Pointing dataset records
* START *

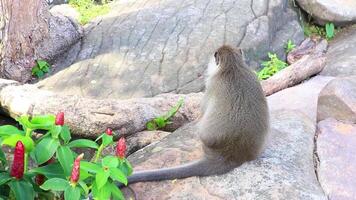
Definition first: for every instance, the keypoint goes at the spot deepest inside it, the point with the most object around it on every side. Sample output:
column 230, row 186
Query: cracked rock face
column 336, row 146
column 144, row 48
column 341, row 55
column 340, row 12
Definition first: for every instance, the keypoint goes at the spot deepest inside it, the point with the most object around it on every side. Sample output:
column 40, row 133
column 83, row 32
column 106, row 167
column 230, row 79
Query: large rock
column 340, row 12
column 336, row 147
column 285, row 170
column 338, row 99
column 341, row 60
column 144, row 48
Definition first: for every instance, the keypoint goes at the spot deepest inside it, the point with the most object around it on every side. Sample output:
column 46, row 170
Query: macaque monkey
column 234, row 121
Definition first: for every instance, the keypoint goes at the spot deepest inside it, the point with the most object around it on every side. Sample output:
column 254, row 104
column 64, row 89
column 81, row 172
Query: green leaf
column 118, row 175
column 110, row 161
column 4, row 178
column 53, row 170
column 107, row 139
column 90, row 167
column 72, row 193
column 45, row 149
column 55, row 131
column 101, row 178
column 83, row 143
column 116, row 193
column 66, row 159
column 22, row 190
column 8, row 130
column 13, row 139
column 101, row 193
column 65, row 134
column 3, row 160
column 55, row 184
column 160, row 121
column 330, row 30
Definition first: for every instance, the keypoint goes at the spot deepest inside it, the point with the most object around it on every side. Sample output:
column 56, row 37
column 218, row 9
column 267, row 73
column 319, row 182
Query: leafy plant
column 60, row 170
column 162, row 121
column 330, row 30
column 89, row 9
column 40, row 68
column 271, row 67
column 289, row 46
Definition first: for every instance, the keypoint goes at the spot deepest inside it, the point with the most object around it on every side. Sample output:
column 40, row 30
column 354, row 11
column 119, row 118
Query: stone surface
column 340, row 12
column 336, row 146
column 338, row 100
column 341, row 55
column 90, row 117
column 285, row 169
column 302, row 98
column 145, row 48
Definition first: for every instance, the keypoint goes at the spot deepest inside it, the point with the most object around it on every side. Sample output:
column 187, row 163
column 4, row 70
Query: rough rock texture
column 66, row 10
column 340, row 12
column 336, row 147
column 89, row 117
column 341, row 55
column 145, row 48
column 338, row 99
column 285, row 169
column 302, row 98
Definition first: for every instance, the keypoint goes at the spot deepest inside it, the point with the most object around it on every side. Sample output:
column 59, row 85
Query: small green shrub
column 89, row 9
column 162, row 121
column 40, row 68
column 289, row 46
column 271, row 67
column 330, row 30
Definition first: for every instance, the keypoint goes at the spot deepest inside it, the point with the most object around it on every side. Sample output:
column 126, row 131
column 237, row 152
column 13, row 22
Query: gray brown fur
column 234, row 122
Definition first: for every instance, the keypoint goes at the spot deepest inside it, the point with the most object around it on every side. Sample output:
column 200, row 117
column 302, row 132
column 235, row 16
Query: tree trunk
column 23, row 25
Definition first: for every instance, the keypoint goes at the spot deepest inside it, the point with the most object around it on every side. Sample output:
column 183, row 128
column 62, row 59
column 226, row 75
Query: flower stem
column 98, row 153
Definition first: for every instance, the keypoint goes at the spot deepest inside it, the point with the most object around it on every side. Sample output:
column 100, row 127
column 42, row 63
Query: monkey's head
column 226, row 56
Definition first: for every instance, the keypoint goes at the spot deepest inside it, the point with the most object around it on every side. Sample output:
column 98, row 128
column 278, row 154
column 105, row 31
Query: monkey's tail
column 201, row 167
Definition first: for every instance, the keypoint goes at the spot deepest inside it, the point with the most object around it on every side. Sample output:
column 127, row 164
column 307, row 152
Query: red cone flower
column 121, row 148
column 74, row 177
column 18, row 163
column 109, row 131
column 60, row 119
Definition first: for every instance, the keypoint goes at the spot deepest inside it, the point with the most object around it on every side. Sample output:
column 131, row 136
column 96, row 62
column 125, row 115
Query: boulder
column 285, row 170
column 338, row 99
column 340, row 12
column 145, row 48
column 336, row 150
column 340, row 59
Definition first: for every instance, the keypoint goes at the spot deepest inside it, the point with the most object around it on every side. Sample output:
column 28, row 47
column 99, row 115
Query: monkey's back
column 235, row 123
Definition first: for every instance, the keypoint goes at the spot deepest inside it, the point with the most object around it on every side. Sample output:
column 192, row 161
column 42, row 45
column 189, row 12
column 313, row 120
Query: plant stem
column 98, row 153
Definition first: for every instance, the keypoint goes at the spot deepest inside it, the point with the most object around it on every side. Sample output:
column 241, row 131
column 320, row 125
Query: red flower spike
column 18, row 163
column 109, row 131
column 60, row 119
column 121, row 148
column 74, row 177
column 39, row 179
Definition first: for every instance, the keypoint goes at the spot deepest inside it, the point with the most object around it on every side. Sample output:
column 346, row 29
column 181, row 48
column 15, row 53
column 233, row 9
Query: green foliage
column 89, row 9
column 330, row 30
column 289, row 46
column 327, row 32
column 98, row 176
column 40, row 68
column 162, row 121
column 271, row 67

* END *
* START *

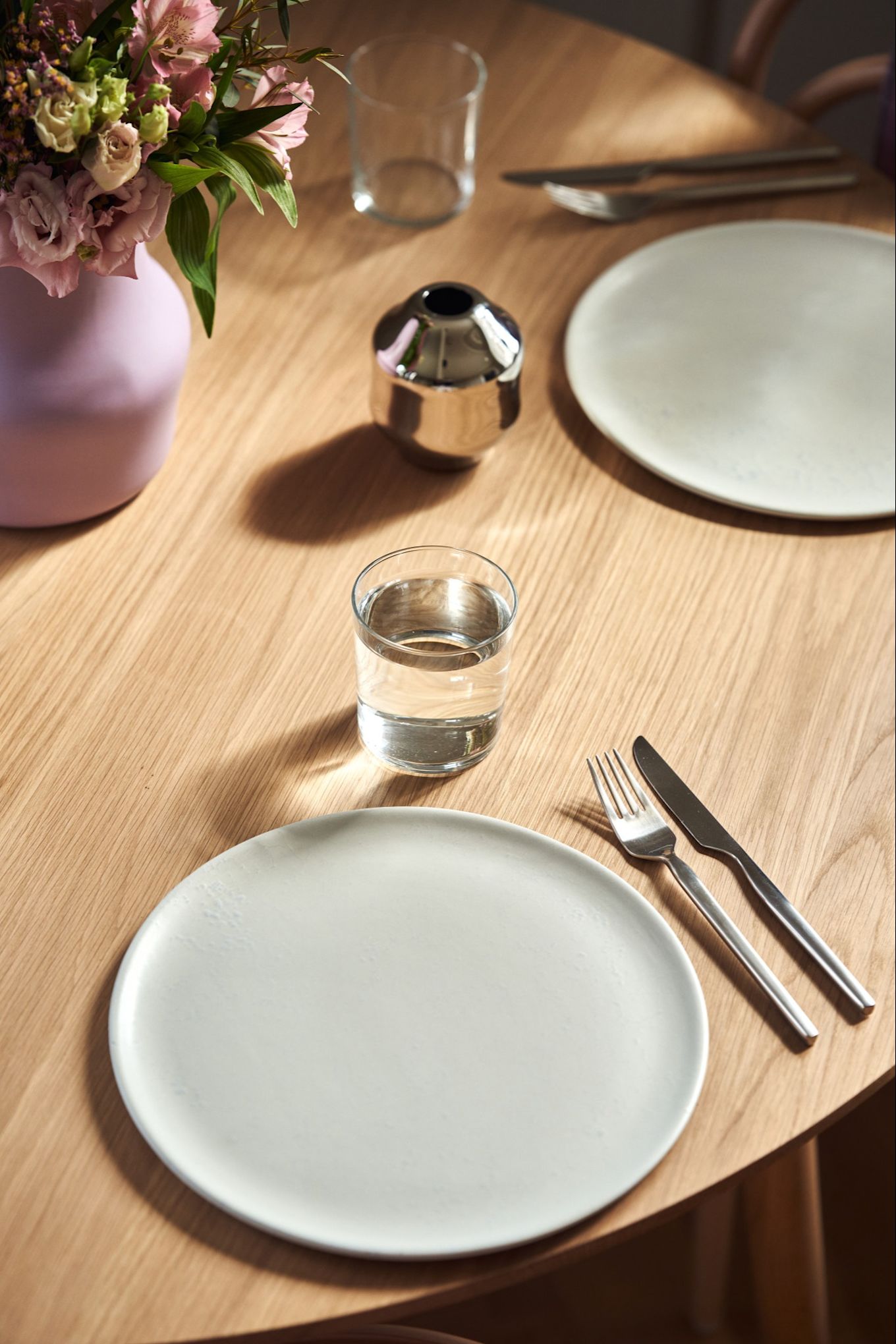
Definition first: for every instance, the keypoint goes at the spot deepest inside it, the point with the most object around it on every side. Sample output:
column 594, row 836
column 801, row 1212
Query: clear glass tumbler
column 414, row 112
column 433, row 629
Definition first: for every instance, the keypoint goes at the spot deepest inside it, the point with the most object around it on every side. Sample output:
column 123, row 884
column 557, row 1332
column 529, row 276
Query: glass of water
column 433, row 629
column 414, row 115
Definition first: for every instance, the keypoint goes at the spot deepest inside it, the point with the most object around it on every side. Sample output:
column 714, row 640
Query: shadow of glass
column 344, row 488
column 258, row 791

* END *

> **TASK INSTRUCTIONS**
Count the lines of the records that contain the word "green", and reply with the number alone.

> **SOLUTION TO THIS EXERCISE**
3